Records:
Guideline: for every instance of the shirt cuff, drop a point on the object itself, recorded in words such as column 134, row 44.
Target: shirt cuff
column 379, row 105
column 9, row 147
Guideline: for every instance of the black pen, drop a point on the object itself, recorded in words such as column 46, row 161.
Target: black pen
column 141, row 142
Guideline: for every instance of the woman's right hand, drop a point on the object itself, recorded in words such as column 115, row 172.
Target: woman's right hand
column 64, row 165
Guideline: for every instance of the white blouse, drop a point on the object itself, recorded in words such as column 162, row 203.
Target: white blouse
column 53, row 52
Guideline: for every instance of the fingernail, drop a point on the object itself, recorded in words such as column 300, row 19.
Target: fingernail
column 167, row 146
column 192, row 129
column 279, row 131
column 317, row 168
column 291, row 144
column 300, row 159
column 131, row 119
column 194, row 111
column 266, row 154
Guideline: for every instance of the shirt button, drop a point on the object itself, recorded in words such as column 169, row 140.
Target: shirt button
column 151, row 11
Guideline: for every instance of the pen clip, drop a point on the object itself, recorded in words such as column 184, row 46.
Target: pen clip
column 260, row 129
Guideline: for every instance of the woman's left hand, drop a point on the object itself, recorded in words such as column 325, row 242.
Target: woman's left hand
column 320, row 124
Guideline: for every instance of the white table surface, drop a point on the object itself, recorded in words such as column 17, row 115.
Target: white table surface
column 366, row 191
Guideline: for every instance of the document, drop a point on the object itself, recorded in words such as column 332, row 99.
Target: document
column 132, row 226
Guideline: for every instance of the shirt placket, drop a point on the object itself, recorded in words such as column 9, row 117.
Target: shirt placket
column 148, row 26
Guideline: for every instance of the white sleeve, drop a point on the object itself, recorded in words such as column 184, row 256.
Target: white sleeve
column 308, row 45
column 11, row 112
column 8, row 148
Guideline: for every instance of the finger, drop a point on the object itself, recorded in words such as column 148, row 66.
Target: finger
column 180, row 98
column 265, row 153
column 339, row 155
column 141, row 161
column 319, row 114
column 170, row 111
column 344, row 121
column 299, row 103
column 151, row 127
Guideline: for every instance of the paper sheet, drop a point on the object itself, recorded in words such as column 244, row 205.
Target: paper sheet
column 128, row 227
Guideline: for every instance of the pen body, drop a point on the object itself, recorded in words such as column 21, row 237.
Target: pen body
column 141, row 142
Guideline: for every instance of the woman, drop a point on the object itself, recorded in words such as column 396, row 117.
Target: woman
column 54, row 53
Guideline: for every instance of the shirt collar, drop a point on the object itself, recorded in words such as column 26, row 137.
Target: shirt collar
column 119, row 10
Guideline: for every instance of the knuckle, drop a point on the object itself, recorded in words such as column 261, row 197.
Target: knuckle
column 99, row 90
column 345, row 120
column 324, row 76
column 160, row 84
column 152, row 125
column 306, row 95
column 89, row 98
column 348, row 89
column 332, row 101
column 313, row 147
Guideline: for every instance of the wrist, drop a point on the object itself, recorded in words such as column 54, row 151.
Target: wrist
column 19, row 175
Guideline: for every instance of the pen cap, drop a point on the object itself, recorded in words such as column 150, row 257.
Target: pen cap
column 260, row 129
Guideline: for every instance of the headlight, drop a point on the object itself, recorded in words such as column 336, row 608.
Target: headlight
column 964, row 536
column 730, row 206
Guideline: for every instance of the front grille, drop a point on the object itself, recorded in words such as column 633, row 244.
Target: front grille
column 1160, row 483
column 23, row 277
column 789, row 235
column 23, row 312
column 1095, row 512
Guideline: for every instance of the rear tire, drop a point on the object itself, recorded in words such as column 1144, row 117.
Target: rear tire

Exercise:
Please write the full listing out again, exactly.

Response for this exercise:
Guideline: for every instance of the shirt cuff, drop a point on the object itself, recorded in words such as column 134, row 44.
Target: shirt cuff
column 379, row 105
column 9, row 147
Guideline: for every instance of the black pen, drop a point on the object itself, recorded in words such as column 46, row 161.
Target: black pen
column 141, row 142
Guideline: for every instance of the woman's right hand, drop a point on the object itself, recorded in words such as column 115, row 172.
Target: woman's right hand
column 64, row 165
Guideline: for every instance of the white blouse, drop a point on the object itself, recorded in words such as column 162, row 203.
Target: white blouse
column 53, row 52
Guideline: for every instance of the fingernail, drop a point on the object itself, recorded in words such as column 300, row 19.
Target: fingernail
column 167, row 146
column 192, row 129
column 279, row 131
column 317, row 168
column 291, row 144
column 300, row 159
column 131, row 119
column 194, row 111
column 266, row 154
Guideline: for every instance of the shirt button, drop a point on the object itself, recorded in words such as column 169, row 140.
Target: shirt button
column 151, row 11
Guideline: for every instance of the pen clip, drop a point on the object itself, recorded in words such as column 184, row 46.
Target: pen clip
column 260, row 129
Guideline: for every instance of the woman's left hand, drop a point on the object itself, recorded in words such as column 325, row 242.
Target: woman's left hand
column 320, row 124
Guideline: for every instance of the white table surface, drop a point on the object itself, recorded in words such as column 17, row 115.
Target: white table surface
column 366, row 191
Guideline: for every instance of the document, drop a point on the object itself, recorded in words such as column 332, row 99.
Target: document
column 132, row 226
Guideline: for every instance of the shirt placket, drop a point on the object itself, recorded in words such as column 9, row 117.
Target: shirt placket
column 148, row 26
Guideline: for every instance of the white sleeve, drop a point on the object itself, recorded in words such as column 184, row 256.
Target: white sleeve
column 308, row 45
column 11, row 112
column 8, row 148
Guideline: for every instance of the finger, drop a point on the object itself, recorded in words such as column 148, row 66.
Target: finger
column 180, row 98
column 265, row 153
column 339, row 155
column 141, row 161
column 319, row 114
column 170, row 111
column 344, row 121
column 299, row 103
column 151, row 127
Guideline: for every instance of the paper sheet, drop a point on the object itself, recorded in words such as column 244, row 205.
Target: paper sheet
column 128, row 227
Guideline: for every instance of the pen body, drop a point on the object itself, recorded in words such as column 21, row 237.
Target: pen body
column 141, row 142
Guideline: for every instance of the woman, drop a point on the object itself, recorded in words such as column 396, row 117.
Target: woman
column 54, row 53
Guideline: for every instance of the shirt collar, drop a point on the object itself, recorded in words such as column 26, row 137.
Target: shirt collar
column 119, row 10
Guideline: for every instance of the knuckle, drop a point on the object itself, recorded in words such as column 261, row 197.
Target: knuckle
column 99, row 90
column 345, row 120
column 324, row 76
column 160, row 84
column 152, row 125
column 306, row 95
column 89, row 98
column 348, row 89
column 332, row 101
column 313, row 147
Guideline: for every instance of the wrist, drop a point on the object itself, recorded in words such as column 54, row 151.
Target: wrist
column 19, row 175
Guideline: for every instance of the pen cap, drop a point on the object itself, recorded in words such as column 150, row 257.
Target: pen cap
column 260, row 129
Guideline: for every instance of the headlight, drop a point on the object itself, recorded in words such as column 336, row 608.
Target: headlight
column 964, row 536
column 730, row 206
Guideline: for every instance of the front grille, drop a point on the object itself, recorded in words such as column 633, row 244.
Target: front grille
column 1160, row 483
column 23, row 277
column 789, row 235
column 23, row 312
column 1095, row 512
Guideline: for every instance of the rear tire, drop a point on the object itself, recorded in words such as column 1144, row 117.
Target: rear tire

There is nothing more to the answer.